Guten Tag
Ich bin Sozialarbeiterin in Ausbildung. Im Rahmen der Sozialberatung stellt sich mir die folgende Frage:
Der Klient (ganze IV-Rente und Hilflosenentschädigung schwer aufgrund von Demenz) ist verheiratet und ist Bauer und Hofbesitzer. Er wohnt mit seiner Frau auf dem Hof. Da er dement ist, arbeitet er seit einem Jahr nicht mehr auf dem Hof, sondern nur noch seine Ehefrau. Durch seine Erkrankung hat er im vorletzten Jahr sehr unwirtschaftlich gearbeitet und hat so ca. 500'000 Fr. Schulden angehäuft. Nun möchten er und seine Frau den Hof abgeben, da sie den Hof nicht mehr alleine unterhalten kann. Sie möchten den Hof an ihren Sohn abgeben, damit sie weiterhin auf dem Hof wohnen könnten.
Der Finanzberater der Familie hat einen Kaufvertrag aufgesetzt, in dem der Sohn den Hof zum Ertragswert (440'000) inkl. Schulden (500'000) übernehmen würde. Würde man den Hof regulär verkaufen könnte man ca. 1,6 Mio erzielen, schätzt der Finanzberater.
Da das Ehepaar von der Rente des Mannes lebt und die Frau ihn pflegt und nicht arbeiten kann, müssen die beiden sich für Ergänzungsleistungen anmelden.
Frage: Hat das Ehepaar, wenn die Hofübergabe wie vom Finanzberater geplant über die Bühne geht, auf Vermögen verzichtet (im Verständnis der Ausgleichskasse)? Sprich, wird das Ehepaar Nachteile haben, wenn die Hofübergabe so abgewickelt wird?
Besten Dank!
Frage beantwortet am
Peter Mösch Payot
Expert*in Sozialversicherungsrecht
Sehr geehrte Frau Schödler
Gerne gebe ich Ihnen eine Antwort. Diese ist nicht ganz einfach:
Von einem Vermögensverzicht, der dann wieder den anrechenbaren Einnahmen anteilmässig zugerechnet wird (vgl. Art. 11 Abs. 1 lit. g ELG) geht die EL unter anderem aus, wenn gemischte Schenkungen gemacht werden. Wenn also Sachwerte oder auch Liegenschaften unter dem erzielbaren Wert weitergegeben werden.

• [Schriftliche Aufgabe 1]:
Welchen Erlös könnte man laut dem Text zur Hofübergabe bei einem regulären Verkauf des Hofes erzielen?
• [Schriftliche Aufgabe 2]:
Schreiben Sie den Text zur Hofübergabe im Anschluss an seinen letzten Satz weiter.
Die Datensätze werden hier nicht gebraucht.

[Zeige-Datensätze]
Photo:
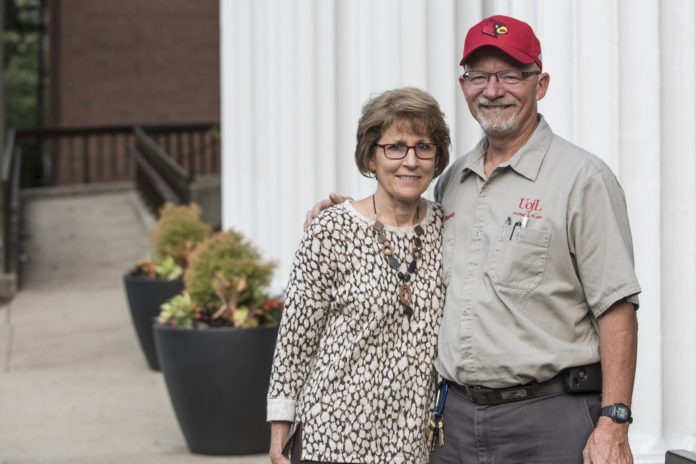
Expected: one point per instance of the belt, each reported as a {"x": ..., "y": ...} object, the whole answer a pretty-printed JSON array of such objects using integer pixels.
[{"x": 484, "y": 395}]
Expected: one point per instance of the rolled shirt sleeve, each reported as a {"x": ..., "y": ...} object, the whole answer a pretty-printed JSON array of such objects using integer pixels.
[
  {"x": 303, "y": 321},
  {"x": 599, "y": 237}
]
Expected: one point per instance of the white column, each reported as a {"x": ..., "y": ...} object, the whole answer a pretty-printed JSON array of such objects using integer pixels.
[
  {"x": 677, "y": 51},
  {"x": 639, "y": 169}
]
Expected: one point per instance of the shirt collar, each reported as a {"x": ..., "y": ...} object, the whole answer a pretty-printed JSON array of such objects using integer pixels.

• [Schriftliche Antwort 1]:
Nach Schätzung des Finanzberaters ca. 1,6 Mio.

• [Schriftliche Antwort 2]:
Im Einzelnen gilt bei einer Veräusserung einer Liegenschaft Folgendes (vgl. Rz. 3483.02 ff. WEL, Stand 1.1.2017):
3483.02 Bei der Veräusserung einer Liegenschaft ist zur Prüfung, ob ein Verzicht vorliegt, der Verkehrswert (Marktwert) ausschlaggebend. Dieser gelangt nur dann nicht zur Anwendung, wenn von Gesetzes wegen ein Rechtsanspruch auf den Erwerb zu einem tieferen Wert besteht (Vgl. Art. 17 Abs.5 und 6 ELV). Anstelle des Verkehrswerts können die Kantone auch auf den Repartitionswert abstellen (was aber im Kanton Schwyz nicht geschehen ist, vgl. Gesetz zu Ergänzungsleistungen zur AHV Kt. Schwyz).
Es stellt sich also die Frage, ob hier ein Anspruch des Sohnes besteht zur Übernahme zu einem bestimmten Preis. Dann wäre der entsprechende Verkaufspreis KEIN Vermögensverzicht:
Ein solcher Anspruch zur Übernahme der Liegenschaft zu einem tieferen Wert als dem Verkehrswert kann nach dem Bundesgesetz über das Bäuerliche Bodenrecht unter Umständen vorliegen. Es stellt sich dabei für die Modalitäten die Frage, ob es sich um einen landwirtschaftlichen Betrieb als Ganzes handelt oder um die Übernahme von landwirtschaftlichen Grundstücken (vgl. zum Ganzen BGE 138 III 548 E. 7).
Nötig ist, dass der Nachkomme dann Selbstbewirtschafter ist, also den Boden selber bearbeitet und, wenn es sich um
ein landwirtschaftliches Gewerbe handelt, dieses zudem persönlich leitet. Für die Selbstbewirtschaftung geeignet ist, wer die Fähigkeiten besitzt, die nach landesüblicher Vorstellung notwendig sind, um den landwirtschaftlichen Boden
selber zu bearbeiten und ein landwirtschaftliches Gewerbe zu leiten (Art. 9 Abs. 1 und 2 BGBB). Den Boden im Sinne dieser Bestimmung selber bearbeiten bedeutet, die im Betrieb anfallenden Arbeiten auf dem Feld, im Stall, auf dem
Hof (inkl. Administrativarbeiten) und im Zusammenhang mit der Vermarktung der Produkte zu einem wesentlichen Teil selber verrichten (BGE 138 III 548 S. 553 E. 2a S. 183 ff.).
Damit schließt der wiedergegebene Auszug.